Inovasi dan Strategi Baru dalam Menanggulangi Malaria dan Demam Berdarah di Indonesia dan Malaysia

Malaria dan demam berdarah tetap menjadi momok menakutkan di wilayah tropis, terutama di Indonesia dan Malaysia. Perubahan lingkungan akibat deforestasi dan alih fungsi lahan telah menciptakan sarang baru bagi nyamuk penyebar penyakit ini. Lonjakan kasus demam berdarah di komunitas dekat hutan menjadi bukti nyata. Karena itu, kesiapsiagaan darurat dan sistem pengawasan yang mampu beradaptasi dengan perubahan lingkungan, kemajuan teknologi, serta interaksi antara manusia dan satwa liar menjadi sangat penting.

Para ahli dari Pusat Kedokteran Tropis (PKT) Fakultas Kedokteran, Kesehatan Masyarakat, dan Keperawatan (FK-KMK) Universitas Gadjah Mada (UGM), bersama dengan Fakultas Kedokteran Universitas Sumatera Utara (USU) dan Tropical Infectious Diseases Research & Education Centre (TIDREC), Universiti Malaya, mengadakan webinar untuk membahas inovasi dan strategi terkini dalam memerangi malaria dan demam berdarah.

Wakil Dekan FK-KMK UGM menekankan pentingnya kolaborasi lintas negara untuk berbagi pengalaman terbaik dalam pengendalian malaria dan demam berdarah. Webinar ini menjadi wadah untuk memaparkan strategi dan teknologi terbaru dalam mengendalikan penyakit yang ditularkan melalui nyamuk.

Perwakilan WHO Indonesia menyoroti tiga jenis nyamuk berbahaya yang mengancam jiwa manusia, yaitu vektor penyakit bawaan (VBDs), malaria, dan demam berdarah. Nyamuk-nyamuk ini berkembang pesat di wilayah tropis dan subtropis. Malaria menjadi penyebab utama kematian, terutama pada anak-anak. Asia Tenggara menjadi wilayah dengan tingkat penularan malaria tertinggi, dan Indonesia menempati urutan ke-32 di dunia dengan kasus malaria terbanyak.

Di sisi lain, demam berdarah tidak lagi hanya menyerang negara tropis dan subtropis, tetapi sudah menjadi ancaman global akibat penyebaran vektor dan perubahan iklim.

Seorang dosen dari Fakultas Kedokteran Universitas Sumatera Utara menjelaskan bahwa malaria dapat dicegah melalui berbagai upaya, seperti penyemprotan insektisida, kemoprofilaksis, diagnosis cepat, pengobatan dengan kombinasi terapi artemisinin (ACT), dan vaksinasi. Tujuan utama pengendalian dan pencegahan malaria adalah mencegah infeksi dan memberikan pengobatan yang tepat bagi mereka yang sudah terinfeksi.

■ **Perintah Tugas**: Menurut teks tentang malaria dan demam berdarah, di urutan ke berapa Indonesia berada di dunia dalam jumlah kasus malaria? Catatan berikut diambil dari sumber yang berbeda.

■ **Entri Hasil Ekstraksi**:
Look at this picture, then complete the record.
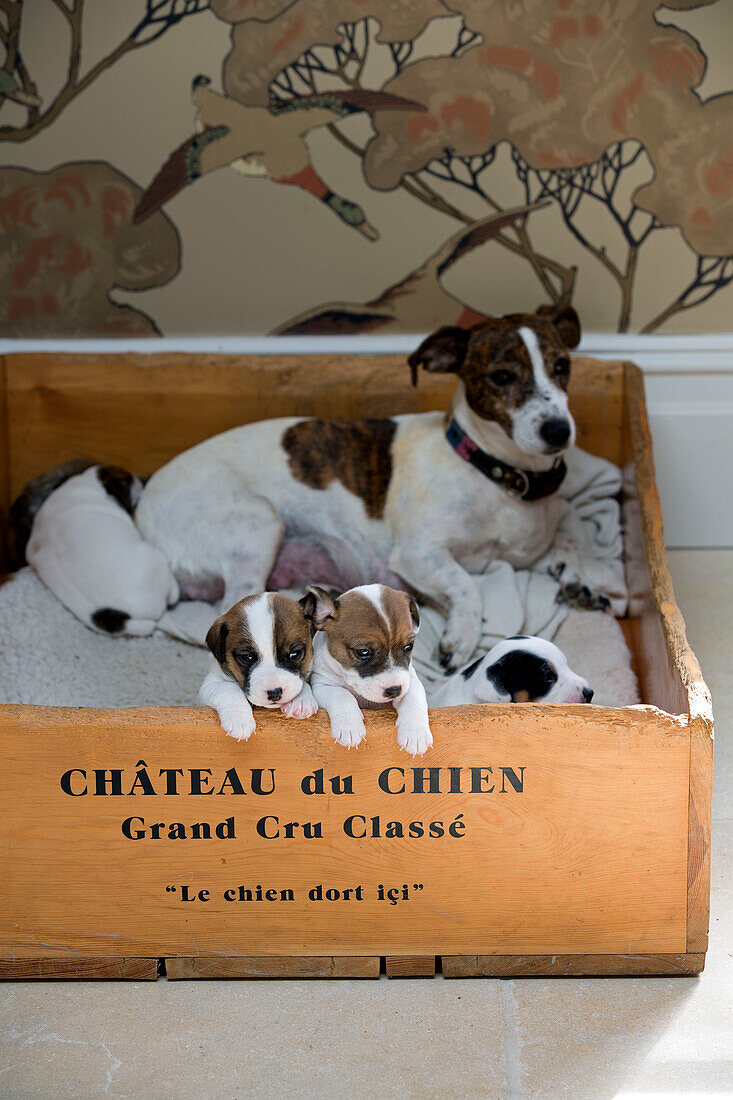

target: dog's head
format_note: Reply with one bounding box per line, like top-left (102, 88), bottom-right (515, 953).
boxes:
==
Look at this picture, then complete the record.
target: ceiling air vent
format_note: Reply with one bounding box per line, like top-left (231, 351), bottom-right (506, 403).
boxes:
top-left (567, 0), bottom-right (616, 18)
* * *
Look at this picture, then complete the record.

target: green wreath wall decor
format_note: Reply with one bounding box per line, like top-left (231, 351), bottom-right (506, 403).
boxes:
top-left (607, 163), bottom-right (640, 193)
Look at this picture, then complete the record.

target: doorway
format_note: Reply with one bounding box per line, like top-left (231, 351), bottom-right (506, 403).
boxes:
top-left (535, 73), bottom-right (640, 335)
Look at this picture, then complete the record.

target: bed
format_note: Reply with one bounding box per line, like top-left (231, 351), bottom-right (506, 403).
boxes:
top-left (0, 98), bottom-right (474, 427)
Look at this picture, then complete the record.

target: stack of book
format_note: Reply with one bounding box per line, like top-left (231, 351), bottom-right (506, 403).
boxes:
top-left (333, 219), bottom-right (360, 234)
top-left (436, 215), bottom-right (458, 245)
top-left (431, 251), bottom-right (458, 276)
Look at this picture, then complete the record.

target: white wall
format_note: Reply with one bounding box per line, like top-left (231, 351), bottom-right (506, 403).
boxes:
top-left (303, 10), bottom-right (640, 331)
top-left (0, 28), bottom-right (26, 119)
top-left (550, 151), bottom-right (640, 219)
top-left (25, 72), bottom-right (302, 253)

■ **Jawaban Tugas**: Urutan ke-32.